Mickey’s Blahg #8

We’ve said it before, but it bears repeating: congratulations to Mark Savage and Fictional Film Club on being a finalist for the 2021 Oregon Book Awards! Just one week ago today the finalists were announced. To see Mark listed alongside such writing talents as Lidia Yuknavitch, Chelsea Bieker, Genevieve Hudson, and Vanessa Veselka, and Deep Overstock next to bigger publishers, is incredible.

We were lucky to have Mark approach us about publishing his book in 2019. At that point we had only published a handful of the Deep Overstock journals and Midnight Mistress Muse, but he trusted us as both coworkers and as professionals to handle his novel with care. I read through the entire manuscript in one sitting. Its use of film essays, biography, a story between the lines and in footnotes, encompasses what we then created Deep Overstock Publishing for: to publish “overstocked” works that are different than most other books out there.

**MATERIAL**
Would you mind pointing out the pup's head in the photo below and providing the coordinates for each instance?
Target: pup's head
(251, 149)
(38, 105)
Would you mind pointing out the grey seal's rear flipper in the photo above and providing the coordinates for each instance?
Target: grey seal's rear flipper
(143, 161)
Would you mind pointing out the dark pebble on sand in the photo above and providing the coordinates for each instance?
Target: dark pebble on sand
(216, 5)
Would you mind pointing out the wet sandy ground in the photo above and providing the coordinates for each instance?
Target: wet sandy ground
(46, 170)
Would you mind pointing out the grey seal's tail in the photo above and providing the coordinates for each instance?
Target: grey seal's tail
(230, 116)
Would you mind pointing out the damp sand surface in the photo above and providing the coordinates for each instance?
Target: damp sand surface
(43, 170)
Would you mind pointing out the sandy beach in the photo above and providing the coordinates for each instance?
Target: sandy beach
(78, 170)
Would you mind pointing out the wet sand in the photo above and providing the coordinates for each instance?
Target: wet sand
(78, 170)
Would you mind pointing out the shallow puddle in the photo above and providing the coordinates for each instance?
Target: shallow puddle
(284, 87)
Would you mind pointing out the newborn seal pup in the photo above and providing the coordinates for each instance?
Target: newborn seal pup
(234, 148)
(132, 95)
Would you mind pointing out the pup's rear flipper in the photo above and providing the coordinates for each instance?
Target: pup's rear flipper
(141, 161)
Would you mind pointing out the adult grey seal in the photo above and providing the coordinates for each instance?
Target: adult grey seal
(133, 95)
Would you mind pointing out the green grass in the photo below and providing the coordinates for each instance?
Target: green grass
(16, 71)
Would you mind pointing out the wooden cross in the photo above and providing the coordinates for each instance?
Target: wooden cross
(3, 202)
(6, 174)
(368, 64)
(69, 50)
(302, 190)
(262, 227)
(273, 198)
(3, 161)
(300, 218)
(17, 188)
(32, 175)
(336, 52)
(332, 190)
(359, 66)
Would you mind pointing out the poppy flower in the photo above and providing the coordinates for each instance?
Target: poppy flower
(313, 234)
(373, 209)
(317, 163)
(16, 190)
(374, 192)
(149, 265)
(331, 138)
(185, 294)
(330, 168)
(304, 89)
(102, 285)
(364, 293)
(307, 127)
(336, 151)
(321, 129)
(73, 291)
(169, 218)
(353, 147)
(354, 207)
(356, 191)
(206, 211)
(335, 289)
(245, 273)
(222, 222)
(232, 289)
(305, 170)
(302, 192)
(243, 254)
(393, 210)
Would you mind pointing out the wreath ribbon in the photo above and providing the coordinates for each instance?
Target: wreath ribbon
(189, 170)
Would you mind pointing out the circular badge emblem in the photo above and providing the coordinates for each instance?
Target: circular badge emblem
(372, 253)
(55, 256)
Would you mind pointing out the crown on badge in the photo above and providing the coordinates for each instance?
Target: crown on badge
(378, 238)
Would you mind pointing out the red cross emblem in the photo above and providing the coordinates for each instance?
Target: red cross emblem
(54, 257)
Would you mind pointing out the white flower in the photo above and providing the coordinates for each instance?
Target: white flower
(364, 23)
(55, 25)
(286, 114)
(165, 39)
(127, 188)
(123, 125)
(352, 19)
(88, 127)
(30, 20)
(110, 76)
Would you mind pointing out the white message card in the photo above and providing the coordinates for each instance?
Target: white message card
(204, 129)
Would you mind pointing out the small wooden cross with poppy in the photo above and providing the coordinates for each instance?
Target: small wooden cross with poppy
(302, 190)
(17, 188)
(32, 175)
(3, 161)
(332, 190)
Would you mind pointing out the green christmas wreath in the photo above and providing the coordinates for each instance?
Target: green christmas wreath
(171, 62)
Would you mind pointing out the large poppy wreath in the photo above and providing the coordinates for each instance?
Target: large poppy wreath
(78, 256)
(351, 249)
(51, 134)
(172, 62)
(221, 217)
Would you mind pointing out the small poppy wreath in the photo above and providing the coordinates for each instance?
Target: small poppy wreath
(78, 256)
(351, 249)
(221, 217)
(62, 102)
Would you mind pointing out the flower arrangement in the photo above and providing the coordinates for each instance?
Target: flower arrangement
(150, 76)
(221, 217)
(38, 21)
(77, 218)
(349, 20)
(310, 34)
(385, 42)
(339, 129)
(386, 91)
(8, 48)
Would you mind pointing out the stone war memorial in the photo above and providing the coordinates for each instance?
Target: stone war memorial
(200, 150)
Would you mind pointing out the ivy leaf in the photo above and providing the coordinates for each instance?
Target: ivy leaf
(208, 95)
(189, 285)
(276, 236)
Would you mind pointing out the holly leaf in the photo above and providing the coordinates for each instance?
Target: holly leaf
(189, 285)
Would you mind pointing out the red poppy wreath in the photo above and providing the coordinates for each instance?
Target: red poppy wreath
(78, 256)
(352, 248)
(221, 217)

==

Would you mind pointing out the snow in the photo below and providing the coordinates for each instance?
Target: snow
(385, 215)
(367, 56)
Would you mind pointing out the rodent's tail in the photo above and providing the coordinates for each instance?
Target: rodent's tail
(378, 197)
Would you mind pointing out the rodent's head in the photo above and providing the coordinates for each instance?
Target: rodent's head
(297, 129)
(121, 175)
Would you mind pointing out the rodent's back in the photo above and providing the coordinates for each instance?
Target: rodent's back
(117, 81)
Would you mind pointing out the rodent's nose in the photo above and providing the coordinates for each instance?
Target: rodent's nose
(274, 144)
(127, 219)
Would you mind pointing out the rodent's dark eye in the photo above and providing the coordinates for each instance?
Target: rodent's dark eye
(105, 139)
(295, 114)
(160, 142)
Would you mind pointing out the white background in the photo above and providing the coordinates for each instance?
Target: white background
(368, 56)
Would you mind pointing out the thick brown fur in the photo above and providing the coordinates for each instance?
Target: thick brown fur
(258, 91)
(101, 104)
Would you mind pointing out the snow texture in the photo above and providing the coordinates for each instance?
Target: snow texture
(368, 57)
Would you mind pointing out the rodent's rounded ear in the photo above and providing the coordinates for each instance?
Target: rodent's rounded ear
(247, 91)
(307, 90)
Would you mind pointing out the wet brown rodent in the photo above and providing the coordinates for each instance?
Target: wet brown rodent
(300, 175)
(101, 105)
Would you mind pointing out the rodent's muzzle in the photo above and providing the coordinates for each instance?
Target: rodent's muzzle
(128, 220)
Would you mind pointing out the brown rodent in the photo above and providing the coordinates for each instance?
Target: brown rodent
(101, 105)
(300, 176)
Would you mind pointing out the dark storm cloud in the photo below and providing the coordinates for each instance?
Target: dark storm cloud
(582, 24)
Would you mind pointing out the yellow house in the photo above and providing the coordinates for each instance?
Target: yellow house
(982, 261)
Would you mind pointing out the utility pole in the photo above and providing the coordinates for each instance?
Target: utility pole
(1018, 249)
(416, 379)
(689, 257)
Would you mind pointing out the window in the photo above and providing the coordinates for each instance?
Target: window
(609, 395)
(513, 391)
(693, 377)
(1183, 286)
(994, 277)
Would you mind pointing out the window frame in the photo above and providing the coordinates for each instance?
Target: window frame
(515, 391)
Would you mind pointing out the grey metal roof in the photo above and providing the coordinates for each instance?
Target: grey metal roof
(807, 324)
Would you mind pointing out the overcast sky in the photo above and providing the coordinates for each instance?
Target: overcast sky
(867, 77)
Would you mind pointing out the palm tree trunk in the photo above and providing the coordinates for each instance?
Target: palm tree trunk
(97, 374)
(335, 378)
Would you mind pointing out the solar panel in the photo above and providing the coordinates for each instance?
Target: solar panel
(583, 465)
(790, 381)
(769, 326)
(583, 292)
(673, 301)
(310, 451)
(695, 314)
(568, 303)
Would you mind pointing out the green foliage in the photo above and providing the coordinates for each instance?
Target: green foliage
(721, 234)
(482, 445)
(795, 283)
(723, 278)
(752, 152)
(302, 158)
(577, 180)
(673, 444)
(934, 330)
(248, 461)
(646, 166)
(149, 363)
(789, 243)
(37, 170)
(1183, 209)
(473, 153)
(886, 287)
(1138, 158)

==

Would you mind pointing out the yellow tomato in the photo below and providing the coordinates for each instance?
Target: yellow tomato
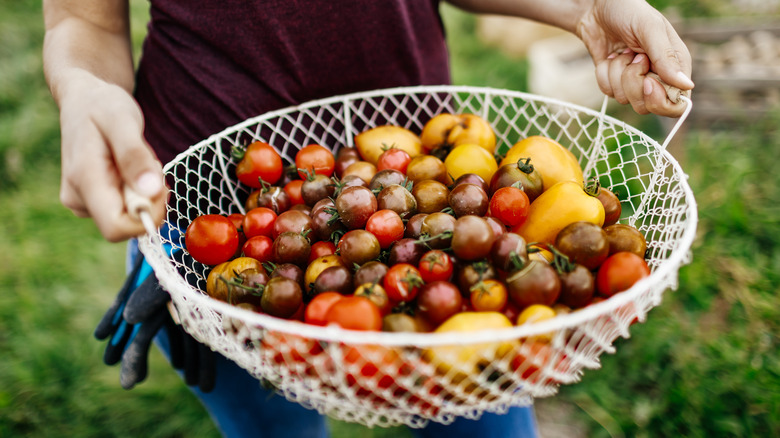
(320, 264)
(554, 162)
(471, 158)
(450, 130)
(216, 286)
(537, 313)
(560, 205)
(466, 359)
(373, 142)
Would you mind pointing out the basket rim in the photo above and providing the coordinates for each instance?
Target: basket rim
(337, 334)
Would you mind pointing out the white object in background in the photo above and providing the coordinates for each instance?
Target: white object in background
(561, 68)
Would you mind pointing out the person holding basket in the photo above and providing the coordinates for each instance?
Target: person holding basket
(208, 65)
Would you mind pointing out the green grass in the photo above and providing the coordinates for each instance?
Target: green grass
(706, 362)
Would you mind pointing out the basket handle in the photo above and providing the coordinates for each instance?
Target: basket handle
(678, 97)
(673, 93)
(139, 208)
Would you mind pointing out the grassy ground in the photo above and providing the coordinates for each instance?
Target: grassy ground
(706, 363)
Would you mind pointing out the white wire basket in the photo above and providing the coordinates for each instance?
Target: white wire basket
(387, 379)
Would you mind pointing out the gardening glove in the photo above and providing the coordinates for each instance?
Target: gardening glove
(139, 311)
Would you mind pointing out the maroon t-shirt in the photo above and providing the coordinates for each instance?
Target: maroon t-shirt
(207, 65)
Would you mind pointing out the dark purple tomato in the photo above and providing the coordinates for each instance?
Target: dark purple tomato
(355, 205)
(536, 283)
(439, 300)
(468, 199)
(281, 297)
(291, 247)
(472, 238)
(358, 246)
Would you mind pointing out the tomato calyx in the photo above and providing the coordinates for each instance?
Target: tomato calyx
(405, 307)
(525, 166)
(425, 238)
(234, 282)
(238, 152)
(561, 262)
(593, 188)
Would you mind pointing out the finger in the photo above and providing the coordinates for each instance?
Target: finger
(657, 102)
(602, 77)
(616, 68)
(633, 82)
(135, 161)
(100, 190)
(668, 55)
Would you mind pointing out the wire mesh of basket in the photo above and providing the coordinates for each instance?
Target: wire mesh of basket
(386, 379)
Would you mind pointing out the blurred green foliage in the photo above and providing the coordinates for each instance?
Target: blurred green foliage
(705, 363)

**PROBLEM STATEMENT**
Retype the passage of the blog post above between "Mickey’s Blahg #8" and "publishers, is incredible.", inclusive.

**ANSWER TO THE PROBLEM**
Mickey’s Blahg #8

We’ve said it before, but it bears repeating: congratulations to Mark Savage and Fictional Film Club on being a finalist for the 2021 Oregon Book Awards! Just one week ago today the finalists were announced. To see Mark listed alongside such writing talents as Lidia Yuknavitch, Chelsea Bieker, Genevieve Hudson, and Vanessa Veselka, and Deep Overstock next to bigger publishers, is incredible.